═════ Available records

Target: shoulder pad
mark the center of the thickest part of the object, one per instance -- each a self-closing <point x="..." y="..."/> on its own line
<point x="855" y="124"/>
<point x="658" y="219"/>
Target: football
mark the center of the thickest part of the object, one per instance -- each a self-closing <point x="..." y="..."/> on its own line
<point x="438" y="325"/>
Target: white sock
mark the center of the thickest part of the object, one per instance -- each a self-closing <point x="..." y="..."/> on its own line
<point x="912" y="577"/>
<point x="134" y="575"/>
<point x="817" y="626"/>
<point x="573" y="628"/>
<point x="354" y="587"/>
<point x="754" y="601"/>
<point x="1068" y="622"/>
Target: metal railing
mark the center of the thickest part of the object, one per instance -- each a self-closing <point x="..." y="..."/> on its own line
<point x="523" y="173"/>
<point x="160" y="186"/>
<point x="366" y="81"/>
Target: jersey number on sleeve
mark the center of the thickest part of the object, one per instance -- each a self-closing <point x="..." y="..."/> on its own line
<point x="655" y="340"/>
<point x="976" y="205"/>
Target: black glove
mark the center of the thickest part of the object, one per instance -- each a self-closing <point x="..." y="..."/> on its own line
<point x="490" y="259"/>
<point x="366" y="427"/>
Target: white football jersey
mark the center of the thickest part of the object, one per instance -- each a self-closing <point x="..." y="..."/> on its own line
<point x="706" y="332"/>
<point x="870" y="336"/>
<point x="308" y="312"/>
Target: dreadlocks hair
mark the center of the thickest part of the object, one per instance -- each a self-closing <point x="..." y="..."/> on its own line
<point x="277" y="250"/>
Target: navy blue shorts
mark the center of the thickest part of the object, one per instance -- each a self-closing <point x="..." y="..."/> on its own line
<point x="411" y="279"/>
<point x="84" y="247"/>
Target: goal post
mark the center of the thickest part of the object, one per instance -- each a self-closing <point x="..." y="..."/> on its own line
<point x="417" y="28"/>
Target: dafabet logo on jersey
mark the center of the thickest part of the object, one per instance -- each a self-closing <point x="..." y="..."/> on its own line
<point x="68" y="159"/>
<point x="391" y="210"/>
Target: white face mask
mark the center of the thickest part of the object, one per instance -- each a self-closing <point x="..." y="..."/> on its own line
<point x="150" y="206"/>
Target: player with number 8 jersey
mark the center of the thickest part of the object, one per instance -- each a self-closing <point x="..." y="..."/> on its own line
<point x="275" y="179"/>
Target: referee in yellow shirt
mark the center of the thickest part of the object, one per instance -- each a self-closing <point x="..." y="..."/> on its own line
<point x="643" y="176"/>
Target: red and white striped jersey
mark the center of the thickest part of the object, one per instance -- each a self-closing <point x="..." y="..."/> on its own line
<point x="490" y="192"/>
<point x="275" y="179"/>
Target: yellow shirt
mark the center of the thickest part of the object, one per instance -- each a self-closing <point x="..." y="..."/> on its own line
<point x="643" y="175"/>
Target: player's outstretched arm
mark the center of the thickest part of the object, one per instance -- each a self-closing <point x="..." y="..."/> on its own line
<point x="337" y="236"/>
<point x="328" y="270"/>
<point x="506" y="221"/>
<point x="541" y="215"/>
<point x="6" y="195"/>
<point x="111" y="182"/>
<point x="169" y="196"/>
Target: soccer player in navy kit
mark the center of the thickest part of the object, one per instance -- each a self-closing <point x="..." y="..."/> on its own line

══════════

Work instructions » Copy the data above exactly. Every line must be included.

Task output »
Target: shoulder pad
mark the center of the thickest part of the object, one per instance -- each a self-closing <point x="..." y="..."/> on its own line
<point x="855" y="124"/>
<point x="658" y="219"/>
Target: football
mark the center of the thickest part of the object, one per instance -- each a self-closing <point x="..." y="..."/> on its own line
<point x="438" y="325"/>
Target: white sock
mark the center of the thickest part of the object, one per instance -- each a self-closing <point x="..." y="..."/> on its own line
<point x="912" y="577"/>
<point x="134" y="575"/>
<point x="817" y="626"/>
<point x="573" y="628"/>
<point x="354" y="587"/>
<point x="754" y="601"/>
<point x="1068" y="622"/>
Target: metal railing
mark the center of the thickest part of the object, one per instance -- each a self-closing <point x="..." y="..."/> on its own line
<point x="523" y="173"/>
<point x="160" y="186"/>
<point x="366" y="81"/>
Target: jersey number on sleeve
mark the center of the thickest part of the object, one per instance -- each a self-closing <point x="..." y="..."/> on its own line
<point x="655" y="340"/>
<point x="976" y="205"/>
Target: black glove
mark the center of the thickest part of the object, one per instance -- each a self-closing <point x="..." y="..."/> on its own line
<point x="490" y="259"/>
<point x="366" y="427"/>
Target: white football jersey
mark the center of the thickest part of the object, one per instance -- each a self-closing <point x="..." y="..."/> on its own line
<point x="706" y="332"/>
<point x="870" y="336"/>
<point x="308" y="312"/>
Target: dreadlocks hair
mark the center of the thickest part of the object, one per instance -- each a self-closing <point x="..." y="..."/> on its own line
<point x="277" y="250"/>
Target: navy blue shorts
mark the center of the thickest part of the object, one per instance -- each a self-closing <point x="..." y="..."/> on its own line
<point x="411" y="279"/>
<point x="84" y="247"/>
Target: goal post
mark the center of the thickest part of the object, one per instance -- each a self-closing <point x="..." y="..."/> on its own line
<point x="417" y="28"/>
Target: dafabet logo on jersey
mark the center of the thickest part of the object, one per instance -- each a self-closing <point x="..." y="..."/> on its own line
<point x="68" y="159"/>
<point x="391" y="210"/>
Target: white face mask
mark the center of the thickest part of the object, one per instance -- each a self-closing <point x="..." y="..."/> on its own line
<point x="150" y="206"/>
Target: player with number 8 jersey
mark the center of the thickest part of the object, one per instance -- each a self-closing <point x="..." y="..."/> on its own line
<point x="275" y="179"/>
Target: referee in yellow shirt
mark the center of the thickest part of the object, one per instance -- each a self-closing <point x="..." y="..."/> on its own line
<point x="643" y="176"/>
Target: red and white striped jersey
mark the center of the thickest part of the object, one per instance -- each a self-closing <point x="..." y="..."/> on its own line
<point x="490" y="192"/>
<point x="275" y="179"/>
Target: yellow shirt
mark the center of the thickest part of the object, one per instance -- each a self-closing <point x="..." y="..."/> on its own line
<point x="643" y="175"/>
Target: player's outstretched arm
mark the center of the thickest part of the object, one per instance -- each a self-closing <point x="..." y="..."/> on its own line
<point x="337" y="236"/>
<point x="328" y="270"/>
<point x="506" y="221"/>
<point x="541" y="215"/>
<point x="6" y="195"/>
<point x="111" y="182"/>
<point x="169" y="196"/>
Target: soccer player in navy kit
mark the center of the thickest part of the object, one per instance -- each a self-closing <point x="..." y="..."/> on its own line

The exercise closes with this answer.